━━ Supplied data ━━

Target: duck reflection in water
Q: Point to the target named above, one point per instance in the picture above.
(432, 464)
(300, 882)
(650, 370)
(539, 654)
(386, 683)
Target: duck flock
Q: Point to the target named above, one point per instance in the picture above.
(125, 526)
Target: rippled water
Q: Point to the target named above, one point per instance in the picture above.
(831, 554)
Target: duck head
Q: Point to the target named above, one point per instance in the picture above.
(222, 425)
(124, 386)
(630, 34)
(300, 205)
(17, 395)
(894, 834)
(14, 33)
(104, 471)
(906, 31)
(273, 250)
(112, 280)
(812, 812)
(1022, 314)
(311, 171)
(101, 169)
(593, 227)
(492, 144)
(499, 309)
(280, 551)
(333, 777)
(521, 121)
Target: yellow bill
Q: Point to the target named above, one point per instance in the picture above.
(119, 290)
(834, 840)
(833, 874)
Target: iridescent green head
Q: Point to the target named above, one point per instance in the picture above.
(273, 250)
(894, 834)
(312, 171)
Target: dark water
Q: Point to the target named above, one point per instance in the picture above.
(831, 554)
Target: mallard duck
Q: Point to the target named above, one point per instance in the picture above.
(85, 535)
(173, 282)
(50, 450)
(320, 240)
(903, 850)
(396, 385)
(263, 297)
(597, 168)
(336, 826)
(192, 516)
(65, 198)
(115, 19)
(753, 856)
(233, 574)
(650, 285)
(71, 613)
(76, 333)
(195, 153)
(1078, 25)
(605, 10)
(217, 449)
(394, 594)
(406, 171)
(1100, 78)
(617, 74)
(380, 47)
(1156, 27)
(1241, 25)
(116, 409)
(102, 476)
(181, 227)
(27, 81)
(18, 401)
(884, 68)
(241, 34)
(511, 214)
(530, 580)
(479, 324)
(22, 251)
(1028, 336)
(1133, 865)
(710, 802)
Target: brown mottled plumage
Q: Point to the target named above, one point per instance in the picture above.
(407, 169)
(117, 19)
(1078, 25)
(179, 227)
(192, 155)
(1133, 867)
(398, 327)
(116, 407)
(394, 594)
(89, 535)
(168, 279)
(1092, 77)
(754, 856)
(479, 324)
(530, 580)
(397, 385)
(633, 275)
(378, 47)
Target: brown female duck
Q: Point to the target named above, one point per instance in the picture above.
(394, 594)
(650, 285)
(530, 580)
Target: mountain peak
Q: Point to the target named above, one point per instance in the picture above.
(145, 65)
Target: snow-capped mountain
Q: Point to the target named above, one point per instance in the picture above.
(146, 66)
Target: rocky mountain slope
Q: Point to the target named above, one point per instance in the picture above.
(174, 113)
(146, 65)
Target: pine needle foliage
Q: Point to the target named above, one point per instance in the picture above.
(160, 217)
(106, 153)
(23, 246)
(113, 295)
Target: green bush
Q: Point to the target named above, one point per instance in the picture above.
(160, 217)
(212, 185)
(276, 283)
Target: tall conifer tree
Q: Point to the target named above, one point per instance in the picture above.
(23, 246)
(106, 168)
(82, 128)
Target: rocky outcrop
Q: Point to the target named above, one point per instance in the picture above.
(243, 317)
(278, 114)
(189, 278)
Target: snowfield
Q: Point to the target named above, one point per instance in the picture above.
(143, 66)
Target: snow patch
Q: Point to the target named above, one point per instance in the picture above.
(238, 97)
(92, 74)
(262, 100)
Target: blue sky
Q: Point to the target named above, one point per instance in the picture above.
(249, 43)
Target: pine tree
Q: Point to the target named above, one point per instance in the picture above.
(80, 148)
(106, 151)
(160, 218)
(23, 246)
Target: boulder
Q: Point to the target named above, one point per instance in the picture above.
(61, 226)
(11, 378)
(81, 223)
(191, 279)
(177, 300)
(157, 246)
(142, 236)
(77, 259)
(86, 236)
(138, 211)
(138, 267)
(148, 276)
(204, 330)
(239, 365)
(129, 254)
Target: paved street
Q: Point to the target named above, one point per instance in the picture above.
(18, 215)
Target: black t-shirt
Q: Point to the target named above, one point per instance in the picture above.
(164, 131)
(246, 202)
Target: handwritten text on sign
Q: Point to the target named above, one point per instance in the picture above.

━━━

Exactly and only the lines from the one containing "Target: green bush" through the end of the material are to be reproduced, both ends included.

Target: green bush
Q: Point to the target named above, one point per instance in the picture above.
(160, 217)
(212, 185)
(276, 283)
Target: tall conifer tree
Q: Point to the target named above, one point per instance in the picture above.
(23, 246)
(106, 168)
(82, 128)
Target: rocky outcrop
Q: Point to the target named above, one point per instance in the picture above.
(243, 317)
(278, 114)
(189, 278)
Target: snowfield
Q: Point to the target named above, one point per instance in the picture above.
(143, 66)
Target: snow patch
Q: Point to the target named above, one point per instance in the picture above.
(238, 97)
(92, 74)
(262, 100)
Target: blue sky
Q: Point to the target named above, one point per instance in the picture above.
(249, 43)
Target: pine tree
Q: Point to the target named above, one point per instance in the picture above.
(80, 148)
(106, 151)
(160, 218)
(23, 246)
Target: boulder
Q: Point to the target named above, one point per instance in the picture above.
(61, 226)
(11, 378)
(81, 223)
(191, 279)
(177, 300)
(157, 246)
(142, 236)
(77, 259)
(86, 236)
(138, 211)
(138, 267)
(148, 276)
(204, 330)
(239, 365)
(129, 254)
Target: paved street
Q: Point to the target named above, one point per instance in the picture above.
(18, 215)
Target: black t-shirt
Q: Point to the target named above, one point per instance in the picture above.
(164, 131)
(246, 202)
Target: handwritten text on sign
Q: Point to the target named above, one point per instance in the picture above.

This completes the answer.